== RECORDED INFORMATION

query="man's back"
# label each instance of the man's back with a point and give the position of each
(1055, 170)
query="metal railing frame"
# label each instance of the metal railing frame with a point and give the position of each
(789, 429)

====

- TASK STATEMENT: Rewrite the material above with every "label" swapped for "mark". Keep all other text the same.

- SOLUTION FOR THIS TASK:
query="man's back"
# mark each instance of the man's back with a point and give the position of each
(1055, 170)
query="metal railing frame"
# mark each instance of the metal railing frame with a point and give the position of each
(789, 429)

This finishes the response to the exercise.